## REQUIREMENT
Each record below should be output verbatim, without pictures.

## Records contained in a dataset
☆ ☆ ☆ ☆ ☆
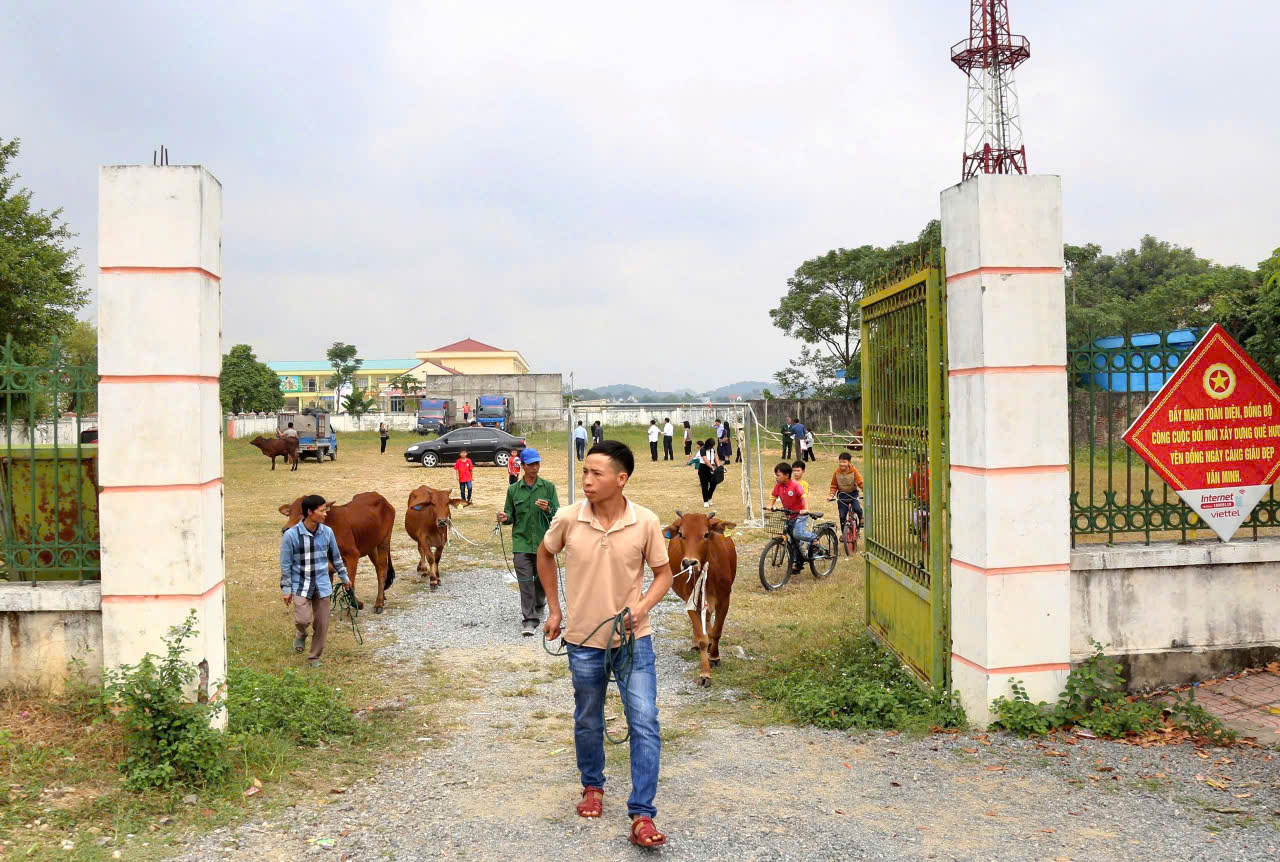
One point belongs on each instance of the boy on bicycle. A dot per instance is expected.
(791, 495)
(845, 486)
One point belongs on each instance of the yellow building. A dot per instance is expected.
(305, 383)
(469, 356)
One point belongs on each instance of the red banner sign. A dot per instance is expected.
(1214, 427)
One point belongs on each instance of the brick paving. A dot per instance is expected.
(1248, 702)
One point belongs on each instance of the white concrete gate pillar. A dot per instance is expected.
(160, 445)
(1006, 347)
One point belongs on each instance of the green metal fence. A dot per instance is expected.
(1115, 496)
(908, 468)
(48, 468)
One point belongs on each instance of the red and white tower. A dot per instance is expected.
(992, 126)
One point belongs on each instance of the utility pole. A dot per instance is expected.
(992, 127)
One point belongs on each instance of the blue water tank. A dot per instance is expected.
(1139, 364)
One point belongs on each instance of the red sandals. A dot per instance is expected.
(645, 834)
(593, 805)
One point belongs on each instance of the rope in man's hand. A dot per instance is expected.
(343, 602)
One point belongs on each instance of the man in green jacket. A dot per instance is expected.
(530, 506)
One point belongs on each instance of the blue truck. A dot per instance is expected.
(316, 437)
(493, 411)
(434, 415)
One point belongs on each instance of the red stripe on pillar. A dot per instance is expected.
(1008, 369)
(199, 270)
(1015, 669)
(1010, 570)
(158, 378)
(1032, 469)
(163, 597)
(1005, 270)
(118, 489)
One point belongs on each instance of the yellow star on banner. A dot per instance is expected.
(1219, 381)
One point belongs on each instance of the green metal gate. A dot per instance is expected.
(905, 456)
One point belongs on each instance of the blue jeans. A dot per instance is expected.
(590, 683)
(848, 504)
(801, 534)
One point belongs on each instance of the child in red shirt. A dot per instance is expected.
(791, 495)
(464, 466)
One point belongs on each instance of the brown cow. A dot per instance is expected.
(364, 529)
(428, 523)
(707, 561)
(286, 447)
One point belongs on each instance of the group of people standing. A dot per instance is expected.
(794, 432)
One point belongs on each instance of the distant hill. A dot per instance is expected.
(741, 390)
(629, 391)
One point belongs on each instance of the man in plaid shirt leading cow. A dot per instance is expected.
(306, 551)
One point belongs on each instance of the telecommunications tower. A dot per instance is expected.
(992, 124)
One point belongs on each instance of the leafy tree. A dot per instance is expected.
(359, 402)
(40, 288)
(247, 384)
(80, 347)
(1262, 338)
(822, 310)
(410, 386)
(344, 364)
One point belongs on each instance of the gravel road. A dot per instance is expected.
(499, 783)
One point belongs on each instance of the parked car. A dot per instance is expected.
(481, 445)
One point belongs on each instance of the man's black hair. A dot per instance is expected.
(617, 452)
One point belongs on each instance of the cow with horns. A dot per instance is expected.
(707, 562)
☆ ☆ ☆ ☆ ☆
## SOLUTION FOR THIS PROBLEM
One point belongs on each instance of the boy on bicycle. A dot per instance is expected.
(791, 495)
(845, 486)
One point belongs on each instance of the yellow building. A dot per instance is expected.
(305, 383)
(469, 356)
One point belongs on each instance of the red banner sign. A dot per instance is expected.
(1214, 427)
One point belongs on each instance of the brick paving. A dot per instance is expected.
(1248, 702)
One point belongs on each instance of the white concrete gate pillar. A dot per instance is expected.
(160, 445)
(1006, 347)
One point belongs on each instance of the green metal fence. A dot per instance is expected.
(1115, 496)
(908, 468)
(48, 468)
One point belongs on each instance of the red and white tower. A dot per instance is expected.
(992, 126)
One point belongs on each instance of the utility pole. A dot per instance is expected.
(992, 127)
One point belongs on each instance of the blue water tank. A dot per instance is expected.
(1139, 364)
One point belongs on each instance of the red sandals. A dot per instance is expected.
(645, 834)
(593, 805)
One point belongs on each instance of the rope in man's hand. A dot per instance is expected.
(343, 602)
One point belongs on each instance of the man in green jacket. A dot per instance is expected.
(530, 506)
One point belongs on each instance of the blue truck. A dot per instance is expected.
(316, 437)
(493, 411)
(434, 415)
One point belongs on each instance of the red stripe on pillar. A dot per instance is expected.
(1008, 369)
(199, 270)
(1015, 669)
(1010, 570)
(158, 378)
(1032, 469)
(163, 597)
(1005, 270)
(118, 489)
One point belongs on each instance of the yellow star on banner. A dot per instance is expected.
(1219, 381)
One point belongs on each instance of the green metal gate. A dot per instance is expected.
(905, 456)
One point belongs on each instance of the blue jeans. A dot per instance is expected.
(590, 683)
(848, 504)
(801, 534)
One point belongs on each instance of the child in red shirt. A dot per instance is expected.
(791, 495)
(464, 466)
One point belongs on each instance of the brown cow. A dot per instance is expected.
(364, 529)
(428, 523)
(707, 561)
(286, 447)
One point belongs on each instance of the group of people standing. A dot per instance is expected.
(794, 432)
One point belongs on each instance of the distant hill. A dot per instance is expected.
(741, 390)
(629, 391)
One point belongs on each instance of the man in plaid shirt leading cow. A dot per instance is expected.
(306, 551)
One point belongs on each instance of the telecommunications tower. A dot per instance is expected.
(992, 124)
One point belongs on each instance of the leafy tree. A dot per instance is expected.
(359, 402)
(40, 288)
(247, 384)
(80, 347)
(1262, 338)
(822, 310)
(410, 386)
(344, 364)
One point belongs on each instance of the gravel road. A dot per instance is expected.
(499, 783)
One point belongs on each instance of the parked car. A dot per instance is expected.
(481, 445)
One point belongs on each instance of the man's black hair. A dot per instance is expected.
(617, 452)
One point belongs on each instance of the cow with horns. A dot per instance is expected.
(707, 562)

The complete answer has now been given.